---- Record set

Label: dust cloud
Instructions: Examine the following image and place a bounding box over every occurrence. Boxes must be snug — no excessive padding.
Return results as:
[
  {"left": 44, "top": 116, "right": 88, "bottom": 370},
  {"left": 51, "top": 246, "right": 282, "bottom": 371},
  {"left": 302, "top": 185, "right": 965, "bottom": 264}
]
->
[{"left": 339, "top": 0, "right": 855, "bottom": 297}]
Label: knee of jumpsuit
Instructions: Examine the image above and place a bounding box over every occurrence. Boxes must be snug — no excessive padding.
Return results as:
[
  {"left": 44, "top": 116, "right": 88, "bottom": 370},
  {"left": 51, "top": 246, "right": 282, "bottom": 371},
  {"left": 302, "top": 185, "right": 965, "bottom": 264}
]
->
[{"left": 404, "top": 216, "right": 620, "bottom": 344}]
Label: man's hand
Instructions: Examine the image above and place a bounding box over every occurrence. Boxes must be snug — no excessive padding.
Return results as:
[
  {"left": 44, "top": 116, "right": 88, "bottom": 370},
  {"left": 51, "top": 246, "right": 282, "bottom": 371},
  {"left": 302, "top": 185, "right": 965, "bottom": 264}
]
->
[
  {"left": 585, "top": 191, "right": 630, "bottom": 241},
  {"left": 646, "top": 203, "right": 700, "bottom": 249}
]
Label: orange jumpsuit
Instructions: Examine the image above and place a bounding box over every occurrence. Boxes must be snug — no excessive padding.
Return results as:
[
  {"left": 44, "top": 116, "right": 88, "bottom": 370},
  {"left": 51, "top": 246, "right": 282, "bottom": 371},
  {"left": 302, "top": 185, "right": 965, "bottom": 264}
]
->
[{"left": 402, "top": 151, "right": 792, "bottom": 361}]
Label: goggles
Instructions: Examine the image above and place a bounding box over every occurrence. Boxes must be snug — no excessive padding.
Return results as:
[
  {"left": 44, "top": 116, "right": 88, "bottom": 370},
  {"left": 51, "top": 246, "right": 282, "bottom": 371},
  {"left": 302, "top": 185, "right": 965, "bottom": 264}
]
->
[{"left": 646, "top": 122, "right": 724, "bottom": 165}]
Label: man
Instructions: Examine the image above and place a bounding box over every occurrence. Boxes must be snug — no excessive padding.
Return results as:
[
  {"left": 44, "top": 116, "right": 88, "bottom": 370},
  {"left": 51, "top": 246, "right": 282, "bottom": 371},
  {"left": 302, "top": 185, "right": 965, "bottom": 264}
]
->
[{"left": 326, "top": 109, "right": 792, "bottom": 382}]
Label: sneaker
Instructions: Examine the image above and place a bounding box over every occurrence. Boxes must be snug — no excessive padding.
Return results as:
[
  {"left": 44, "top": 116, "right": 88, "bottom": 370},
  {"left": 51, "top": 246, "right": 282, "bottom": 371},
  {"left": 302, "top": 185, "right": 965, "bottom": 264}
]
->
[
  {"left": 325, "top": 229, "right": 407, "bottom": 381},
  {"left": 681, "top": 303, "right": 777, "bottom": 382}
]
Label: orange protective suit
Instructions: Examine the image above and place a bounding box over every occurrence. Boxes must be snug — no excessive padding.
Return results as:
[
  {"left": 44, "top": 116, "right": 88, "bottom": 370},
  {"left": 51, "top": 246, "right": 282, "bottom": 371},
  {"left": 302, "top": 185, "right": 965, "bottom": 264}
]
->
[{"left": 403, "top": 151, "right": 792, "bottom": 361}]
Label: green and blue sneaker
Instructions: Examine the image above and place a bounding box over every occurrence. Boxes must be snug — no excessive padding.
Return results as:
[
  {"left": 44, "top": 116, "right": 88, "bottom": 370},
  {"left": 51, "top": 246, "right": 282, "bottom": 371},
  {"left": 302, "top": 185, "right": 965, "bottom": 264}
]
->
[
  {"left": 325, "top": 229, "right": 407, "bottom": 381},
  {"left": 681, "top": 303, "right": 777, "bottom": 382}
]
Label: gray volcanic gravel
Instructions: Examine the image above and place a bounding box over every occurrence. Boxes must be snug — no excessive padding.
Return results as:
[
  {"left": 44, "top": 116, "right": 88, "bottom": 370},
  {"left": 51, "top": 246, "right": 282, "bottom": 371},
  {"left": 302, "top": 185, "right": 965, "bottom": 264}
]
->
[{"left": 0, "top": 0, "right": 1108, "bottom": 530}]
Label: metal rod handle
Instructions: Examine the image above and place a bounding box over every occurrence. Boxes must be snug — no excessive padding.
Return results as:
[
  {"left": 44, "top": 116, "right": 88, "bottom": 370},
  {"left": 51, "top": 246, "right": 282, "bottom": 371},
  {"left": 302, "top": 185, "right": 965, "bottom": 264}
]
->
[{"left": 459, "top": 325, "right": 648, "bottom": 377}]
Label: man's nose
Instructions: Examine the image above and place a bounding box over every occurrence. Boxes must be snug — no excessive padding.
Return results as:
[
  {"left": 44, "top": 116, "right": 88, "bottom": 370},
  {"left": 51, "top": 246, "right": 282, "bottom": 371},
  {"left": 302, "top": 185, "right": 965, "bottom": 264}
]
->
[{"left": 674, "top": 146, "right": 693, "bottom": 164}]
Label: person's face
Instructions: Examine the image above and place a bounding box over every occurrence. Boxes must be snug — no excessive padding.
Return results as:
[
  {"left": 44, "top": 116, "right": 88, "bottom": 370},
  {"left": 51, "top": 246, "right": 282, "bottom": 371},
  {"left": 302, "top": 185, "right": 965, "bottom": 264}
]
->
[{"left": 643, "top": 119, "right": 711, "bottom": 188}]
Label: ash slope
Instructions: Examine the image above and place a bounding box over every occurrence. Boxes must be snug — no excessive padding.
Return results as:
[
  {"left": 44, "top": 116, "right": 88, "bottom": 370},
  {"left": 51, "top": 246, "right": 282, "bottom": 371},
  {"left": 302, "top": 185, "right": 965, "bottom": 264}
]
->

--------

» Challenge
Print out all the entries precisely as written.

» Full answer
Label: dust cloud
Instructions: Examine the following image and place a bounding box over every occurrence. Boxes must be snug — no excessive padding.
Return results as:
[
  {"left": 44, "top": 116, "right": 88, "bottom": 370},
  {"left": 51, "top": 246, "right": 282, "bottom": 371},
  {"left": 302, "top": 185, "right": 965, "bottom": 264}
]
->
[{"left": 339, "top": 0, "right": 855, "bottom": 297}]
Label: knee of jumpsuit
Instructions: Examine the image above and place a bounding box over every occurrence. Boxes must be snug — no excessive padding.
Return results as:
[
  {"left": 44, "top": 116, "right": 88, "bottom": 370},
  {"left": 51, "top": 246, "right": 282, "bottom": 371},
  {"left": 302, "top": 185, "right": 965, "bottom": 264}
]
->
[{"left": 404, "top": 216, "right": 620, "bottom": 344}]
Label: man's hand
Instructions: Examine the image above and place a bounding box over every occurrence. Boxes must be snug — no excessive padding.
Return results as:
[
  {"left": 44, "top": 116, "right": 88, "bottom": 370},
  {"left": 51, "top": 246, "right": 282, "bottom": 371},
  {"left": 302, "top": 185, "right": 965, "bottom": 264}
]
->
[
  {"left": 585, "top": 191, "right": 630, "bottom": 241},
  {"left": 646, "top": 203, "right": 700, "bottom": 249}
]
Label: orange jumpsuit
Instructions: Examine the image above and place a bounding box over every occurrence. Boxes must be snug — no excessive padding.
Return results as:
[
  {"left": 44, "top": 116, "right": 88, "bottom": 370},
  {"left": 51, "top": 246, "right": 282, "bottom": 371},
  {"left": 302, "top": 185, "right": 965, "bottom": 264}
]
->
[{"left": 402, "top": 151, "right": 792, "bottom": 361}]
Label: goggles
Instructions: Examine the image above and place a bounding box over every occurrence. Boxes must be snug — no excessive padding.
Return results as:
[
  {"left": 44, "top": 116, "right": 88, "bottom": 370},
  {"left": 51, "top": 246, "right": 282, "bottom": 371},
  {"left": 302, "top": 185, "right": 965, "bottom": 264}
]
->
[{"left": 646, "top": 122, "right": 724, "bottom": 165}]
Label: man
Instructions: Examine the image above and place a bounding box over every occurrence. Boxes must be snug — no excessive padding.
Return results as:
[
  {"left": 44, "top": 116, "right": 88, "bottom": 370},
  {"left": 51, "top": 246, "right": 282, "bottom": 371},
  {"left": 302, "top": 185, "right": 965, "bottom": 264}
]
->
[{"left": 326, "top": 109, "right": 792, "bottom": 382}]
Label: sneaker
Instructions: Examine the image above and place a bounding box over every occurrence. Boxes must be snug — no excessive padding.
Return results as:
[
  {"left": 44, "top": 116, "right": 88, "bottom": 370},
  {"left": 51, "top": 246, "right": 282, "bottom": 371},
  {"left": 302, "top": 185, "right": 965, "bottom": 264}
]
->
[
  {"left": 325, "top": 229, "right": 407, "bottom": 381},
  {"left": 681, "top": 303, "right": 777, "bottom": 382}
]
Label: orange protective suit
Instructions: Examine the image above and place a bounding box over every occurrence. Boxes must be snug — no excessive padding.
Return results as:
[
  {"left": 44, "top": 116, "right": 88, "bottom": 370},
  {"left": 51, "top": 246, "right": 282, "bottom": 371},
  {"left": 302, "top": 185, "right": 965, "bottom": 264}
]
->
[{"left": 403, "top": 151, "right": 792, "bottom": 361}]
Label: green and blue sneaker
Instructions: Examine the image above and place a bounding box over every occurrence. Boxes must be snug — no excessive padding.
Return results as:
[
  {"left": 44, "top": 116, "right": 88, "bottom": 370},
  {"left": 51, "top": 246, "right": 282, "bottom": 371},
  {"left": 302, "top": 185, "right": 965, "bottom": 264}
]
->
[
  {"left": 325, "top": 229, "right": 407, "bottom": 381},
  {"left": 681, "top": 303, "right": 777, "bottom": 382}
]
Label: gray volcanic gravel
Instructions: Examine the image above and place a bounding box over every occurrence. Boxes must be snug — no excessive padding.
Return results as:
[
  {"left": 44, "top": 116, "right": 88, "bottom": 370},
  {"left": 51, "top": 246, "right": 282, "bottom": 371},
  {"left": 302, "top": 185, "right": 965, "bottom": 264}
]
->
[{"left": 0, "top": 0, "right": 1108, "bottom": 530}]
Label: metal rod handle
Instructions: Examine the image above and place a bounding box over every occurrence. Boxes must be snug — no excessive padding.
Return results as:
[
  {"left": 44, "top": 116, "right": 88, "bottom": 370},
  {"left": 51, "top": 246, "right": 282, "bottom": 371},
  {"left": 302, "top": 185, "right": 965, "bottom": 264}
]
->
[{"left": 459, "top": 325, "right": 648, "bottom": 377}]
Label: man's nose
Instructions: Examine the image above and place a bounding box over every occurrence. Boxes must be snug — no excessive padding.
Return results as:
[
  {"left": 44, "top": 116, "right": 88, "bottom": 370},
  {"left": 51, "top": 246, "right": 282, "bottom": 371},
  {"left": 302, "top": 185, "right": 965, "bottom": 264}
]
->
[{"left": 674, "top": 146, "right": 693, "bottom": 164}]
Label: person's face
Instructions: Examine the image above and place a bounding box over every occurrence. Boxes must be snug — no excessive padding.
Return results as:
[
  {"left": 44, "top": 116, "right": 88, "bottom": 370},
  {"left": 51, "top": 246, "right": 282, "bottom": 371},
  {"left": 302, "top": 185, "right": 965, "bottom": 264}
]
->
[{"left": 643, "top": 119, "right": 711, "bottom": 188}]
Label: ash slope
Instructions: Examine the image above and place a bounding box over every occurrence. Boxes must be snug — no excessive padding.
Return results as:
[
  {"left": 44, "top": 116, "right": 88, "bottom": 370},
  {"left": 51, "top": 246, "right": 282, "bottom": 371},
  {"left": 302, "top": 185, "right": 965, "bottom": 264}
]
->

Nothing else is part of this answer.